Page extract ->
start

DNN Node Pruning

In our approach we use an entropy-based measure to understand the significance of each of the nodes in the DNN classification for a given attribute/factor. The attributes could be phones, speaker or noise. In our preliminary experiments, we have observed that the nodes which give low entropy measure using phone attributes can be removed from the DNN without much loss in the ASR performance. This is a general framework and can be extended in using other factors/attributes such as speaker and noise. (Kaldi Code)

Non-segmental DTW

One of the contributions of my thesis is to investigate the use of a variant of DTW-based algorithm referred to as non-segmental DTW and analyse the search performance using Gaussian posteriorgrams of acoustic features such as MFCC, FDLP, etc. and model based features such as probabilistic and bottleneck features. I have been participating and building query-by-example spoken term detection systems for MediaEval challenge from 2011-2014. (GPU Code)


Information Retrieval-based DTW algorithm is a dynamic programming implementation that can be used to search for similar series of real-valued vectors (queries) within some reference (spoken audio) data. Tree IR-DTW uses a hierarchical k-means based indexing algorithm for the retrieval of spoken audio data. Tree IR-DTW was used as a baseline system for the MediaEval 2013 challenge. (Python Code)

Speech Python (SPy)

A python package written for speech processing. Some of the major functionalities available are zero frequency filtering, identifying glottal closure instants, voice and unvoiced region detection in noisy environments. (Python Code)

end

Given information ->
start

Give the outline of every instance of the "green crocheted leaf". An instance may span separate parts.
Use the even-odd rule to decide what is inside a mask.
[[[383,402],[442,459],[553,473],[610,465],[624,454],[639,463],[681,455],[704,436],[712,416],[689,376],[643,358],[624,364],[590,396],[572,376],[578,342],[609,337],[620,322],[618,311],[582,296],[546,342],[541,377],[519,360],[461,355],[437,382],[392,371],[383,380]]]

end

What you need to do ->
• 1. Answer each question from the speech processing projects page:
(a) What kind of measure is used to judge the significance of each node in DNN classification?
(b) Over which years were query-by-example spoken term detection systems built for the MediaEval challenge?
(c) What indexing algorithm does Tree IR-DTW use to retrieve spoken audio data?
• 2. Reproduce word for word the stretch of the speech processing projects page from "One of the contributions" through "challenge. (Python Code)".

Correct answers ->
• 1.
(a) An entropy-based measure.
(b) 2011-2014.
(c) A hierarchical k-means based indexing algorithm.

• 2.
One of the contributions of my thesis is to investigate the use of a variant of DTW-based algorithm referred to as non-segmental DTW and analyse the search performance using Gaussian posteriorgrams of acoustic features such as MFCC, FDLP, etc. and model based features such as probabilistic and bottleneck features. I have been participating and building query-by-example spoken term detection systems for MediaEval challenge from 2011-2014. (GPU Code)


Information Retrieval-based DTW algorithm is a dynamic programming implementation that can be used to search for similar series of real-valued vectors (queries) within some reference (spoken audio) data. Tree IR-DTW uses a hierarchical k-means based indexing algorithm for the retrieval of spoken audio data. Tree IR-DTW was used as a baseline system for the MediaEval 2013 challenge. (Python Code)